▸ Raw data:
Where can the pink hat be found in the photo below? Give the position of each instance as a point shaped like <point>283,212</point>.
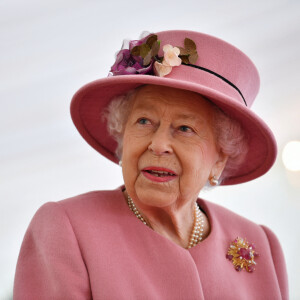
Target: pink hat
<point>220,72</point>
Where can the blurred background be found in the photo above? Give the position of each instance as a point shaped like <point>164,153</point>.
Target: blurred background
<point>51,48</point>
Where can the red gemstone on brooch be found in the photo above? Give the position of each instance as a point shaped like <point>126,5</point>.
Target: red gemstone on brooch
<point>242,255</point>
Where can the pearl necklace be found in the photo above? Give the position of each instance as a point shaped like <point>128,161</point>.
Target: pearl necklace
<point>197,232</point>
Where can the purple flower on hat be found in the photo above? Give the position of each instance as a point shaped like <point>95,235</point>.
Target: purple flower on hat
<point>127,64</point>
<point>141,57</point>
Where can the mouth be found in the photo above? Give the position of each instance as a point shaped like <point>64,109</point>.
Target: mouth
<point>159,174</point>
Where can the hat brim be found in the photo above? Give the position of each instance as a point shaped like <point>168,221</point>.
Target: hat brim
<point>89,102</point>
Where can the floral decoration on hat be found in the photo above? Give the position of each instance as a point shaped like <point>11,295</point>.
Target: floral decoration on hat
<point>242,255</point>
<point>142,57</point>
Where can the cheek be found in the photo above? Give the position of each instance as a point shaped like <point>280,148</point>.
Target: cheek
<point>197,165</point>
<point>133,149</point>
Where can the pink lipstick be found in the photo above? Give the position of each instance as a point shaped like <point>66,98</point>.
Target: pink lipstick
<point>159,174</point>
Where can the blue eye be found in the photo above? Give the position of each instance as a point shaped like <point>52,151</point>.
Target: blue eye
<point>143,121</point>
<point>184,128</point>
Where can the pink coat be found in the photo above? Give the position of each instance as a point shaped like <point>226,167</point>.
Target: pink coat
<point>93,247</point>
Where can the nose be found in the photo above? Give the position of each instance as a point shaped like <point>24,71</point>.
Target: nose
<point>161,142</point>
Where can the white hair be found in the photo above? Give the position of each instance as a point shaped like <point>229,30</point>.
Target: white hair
<point>230,136</point>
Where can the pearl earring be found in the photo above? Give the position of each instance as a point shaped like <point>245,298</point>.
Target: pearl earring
<point>213,181</point>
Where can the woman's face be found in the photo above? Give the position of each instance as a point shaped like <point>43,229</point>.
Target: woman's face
<point>169,149</point>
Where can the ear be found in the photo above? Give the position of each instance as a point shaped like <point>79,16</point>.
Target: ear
<point>219,165</point>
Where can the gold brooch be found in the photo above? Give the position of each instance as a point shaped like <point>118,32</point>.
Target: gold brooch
<point>242,255</point>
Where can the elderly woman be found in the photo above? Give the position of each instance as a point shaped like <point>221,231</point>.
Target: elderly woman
<point>175,114</point>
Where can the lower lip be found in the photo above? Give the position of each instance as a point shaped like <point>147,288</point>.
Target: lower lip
<point>158,179</point>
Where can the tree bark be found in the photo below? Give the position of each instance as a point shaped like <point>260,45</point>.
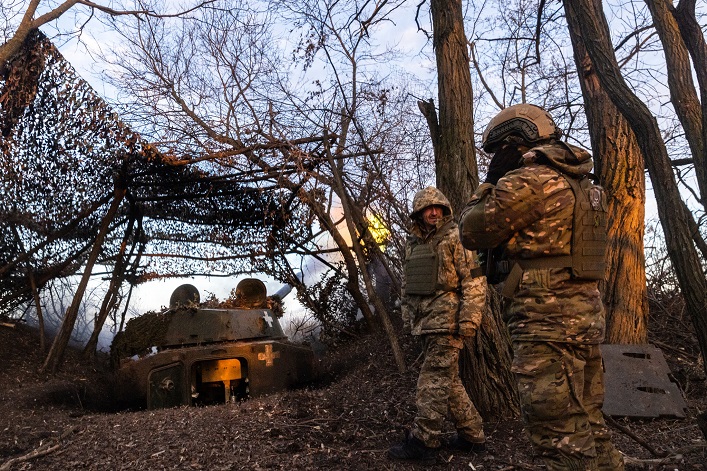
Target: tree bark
<point>455,160</point>
<point>619,163</point>
<point>485,366</point>
<point>672,211</point>
<point>683,94</point>
<point>694,39</point>
<point>110,300</point>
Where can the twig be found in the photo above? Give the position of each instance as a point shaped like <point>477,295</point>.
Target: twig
<point>639,440</point>
<point>37,452</point>
<point>41,451</point>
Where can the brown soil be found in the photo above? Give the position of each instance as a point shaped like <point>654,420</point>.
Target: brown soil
<point>347,421</point>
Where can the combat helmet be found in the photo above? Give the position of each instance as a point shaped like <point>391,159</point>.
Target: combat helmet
<point>529,122</point>
<point>427,197</point>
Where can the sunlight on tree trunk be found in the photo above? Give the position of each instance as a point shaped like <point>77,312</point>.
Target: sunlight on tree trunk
<point>619,163</point>
<point>674,216</point>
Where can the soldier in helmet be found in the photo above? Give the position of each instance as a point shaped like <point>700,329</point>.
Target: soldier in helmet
<point>442,301</point>
<point>554,312</point>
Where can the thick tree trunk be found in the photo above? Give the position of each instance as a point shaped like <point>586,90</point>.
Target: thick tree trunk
<point>485,362</point>
<point>674,215</point>
<point>56,352</point>
<point>619,163</point>
<point>694,39</point>
<point>455,160</point>
<point>683,94</point>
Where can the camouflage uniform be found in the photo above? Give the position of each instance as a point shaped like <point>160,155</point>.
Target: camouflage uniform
<point>556,322</point>
<point>442,319</point>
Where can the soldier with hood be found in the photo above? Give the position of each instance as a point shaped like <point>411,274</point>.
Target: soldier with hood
<point>443,300</point>
<point>527,209</point>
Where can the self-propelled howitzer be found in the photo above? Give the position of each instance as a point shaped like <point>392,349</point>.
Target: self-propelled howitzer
<point>190,354</point>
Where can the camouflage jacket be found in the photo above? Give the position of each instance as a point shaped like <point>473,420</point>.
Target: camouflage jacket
<point>458,308</point>
<point>529,213</point>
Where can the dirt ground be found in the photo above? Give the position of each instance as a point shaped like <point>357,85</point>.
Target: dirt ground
<point>346,421</point>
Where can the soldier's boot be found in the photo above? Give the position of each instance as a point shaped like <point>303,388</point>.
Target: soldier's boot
<point>608,457</point>
<point>465,446</point>
<point>413,449</point>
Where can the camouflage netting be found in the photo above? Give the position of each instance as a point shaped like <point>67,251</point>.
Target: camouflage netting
<point>141,334</point>
<point>64,152</point>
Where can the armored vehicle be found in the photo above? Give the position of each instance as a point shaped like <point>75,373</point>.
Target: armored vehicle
<point>200,354</point>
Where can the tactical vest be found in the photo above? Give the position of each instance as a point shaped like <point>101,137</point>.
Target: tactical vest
<point>587,258</point>
<point>589,231</point>
<point>422,267</point>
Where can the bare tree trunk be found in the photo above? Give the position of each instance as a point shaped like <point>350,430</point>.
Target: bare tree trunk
<point>35,293</point>
<point>455,160</point>
<point>619,163</point>
<point>694,40</point>
<point>486,361</point>
<point>683,94</point>
<point>674,215</point>
<point>110,301</point>
<point>56,352</point>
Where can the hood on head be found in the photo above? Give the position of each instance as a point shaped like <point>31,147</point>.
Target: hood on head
<point>427,197</point>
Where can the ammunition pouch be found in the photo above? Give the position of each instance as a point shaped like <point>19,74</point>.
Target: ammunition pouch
<point>494,265</point>
<point>421,270</point>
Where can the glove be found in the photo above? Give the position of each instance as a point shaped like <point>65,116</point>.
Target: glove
<point>507,158</point>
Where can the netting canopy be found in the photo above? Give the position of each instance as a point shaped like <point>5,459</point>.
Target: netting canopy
<point>65,155</point>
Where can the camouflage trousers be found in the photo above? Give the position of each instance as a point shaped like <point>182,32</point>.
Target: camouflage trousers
<point>440,391</point>
<point>561,389</point>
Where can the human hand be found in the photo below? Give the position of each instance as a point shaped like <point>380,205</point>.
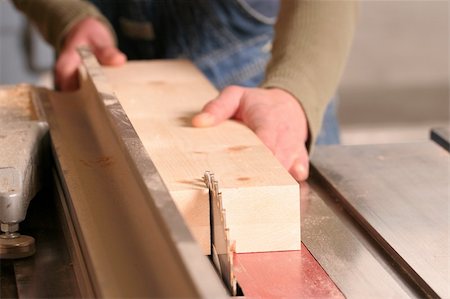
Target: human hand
<point>273,114</point>
<point>88,32</point>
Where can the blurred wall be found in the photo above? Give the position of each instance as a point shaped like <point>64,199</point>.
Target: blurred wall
<point>24,56</point>
<point>396,84</point>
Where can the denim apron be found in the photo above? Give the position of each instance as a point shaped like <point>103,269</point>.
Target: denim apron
<point>228,40</point>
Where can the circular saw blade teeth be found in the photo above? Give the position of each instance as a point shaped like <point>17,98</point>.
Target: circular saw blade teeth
<point>228,248</point>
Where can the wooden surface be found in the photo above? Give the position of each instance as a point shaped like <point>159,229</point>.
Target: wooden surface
<point>261,199</point>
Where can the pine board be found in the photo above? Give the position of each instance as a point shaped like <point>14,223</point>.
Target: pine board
<point>261,199</point>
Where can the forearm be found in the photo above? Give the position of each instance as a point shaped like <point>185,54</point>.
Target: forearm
<point>311,44</point>
<point>55,18</point>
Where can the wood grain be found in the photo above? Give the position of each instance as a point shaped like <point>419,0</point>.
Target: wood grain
<point>261,199</point>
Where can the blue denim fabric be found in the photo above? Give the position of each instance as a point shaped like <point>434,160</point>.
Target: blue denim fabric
<point>228,40</point>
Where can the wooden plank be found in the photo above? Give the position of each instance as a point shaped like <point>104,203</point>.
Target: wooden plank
<point>260,197</point>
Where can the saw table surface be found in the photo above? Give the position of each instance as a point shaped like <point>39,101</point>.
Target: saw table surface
<point>374,223</point>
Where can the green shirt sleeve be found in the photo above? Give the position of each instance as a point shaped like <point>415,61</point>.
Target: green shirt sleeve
<point>55,18</point>
<point>311,44</point>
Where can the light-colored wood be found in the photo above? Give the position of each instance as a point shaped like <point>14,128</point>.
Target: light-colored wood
<point>261,199</point>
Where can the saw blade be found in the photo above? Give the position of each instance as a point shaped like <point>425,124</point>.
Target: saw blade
<point>221,248</point>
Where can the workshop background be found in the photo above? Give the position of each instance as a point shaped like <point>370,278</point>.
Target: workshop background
<point>394,89</point>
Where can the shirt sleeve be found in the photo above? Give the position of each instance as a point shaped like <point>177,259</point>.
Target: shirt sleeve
<point>311,44</point>
<point>55,18</point>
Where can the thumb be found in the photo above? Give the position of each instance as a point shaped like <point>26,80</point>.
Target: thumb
<point>66,66</point>
<point>110,56</point>
<point>300,168</point>
<point>223,107</point>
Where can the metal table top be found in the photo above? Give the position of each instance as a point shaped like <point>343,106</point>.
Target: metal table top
<point>399,193</point>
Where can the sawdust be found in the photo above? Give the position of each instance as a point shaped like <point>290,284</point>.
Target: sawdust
<point>16,103</point>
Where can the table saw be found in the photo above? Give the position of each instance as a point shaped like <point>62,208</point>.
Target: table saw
<point>111,218</point>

▸ Problem details:
Format the entries above, from the line containing "Where can the white" through the line containing "<point>169,149</point>", inclusive, as a Markdown table with the columns Row and Line. Omit blank lines.

▸ Solution:
| Row | Line |
|---|---|
| 1 | Where can the white hair be found in the photo above? Give the position of each instance as a point shaped like <point>229,30</point>. |
| 2 | Target: white hair |
| 3 | <point>230,136</point> |
| 4 | Where can the pearl earring be found in the photo above? Give the position of each instance as a point shaped like <point>245,298</point>. |
| 5 | Target: pearl earring |
| 6 | <point>213,181</point> |
| 7 | Where can the woman's face be found in the photo above? Give the position of each instance as a point shaped like <point>43,229</point>. |
| 8 | Target: woman's face |
| 9 | <point>169,149</point> |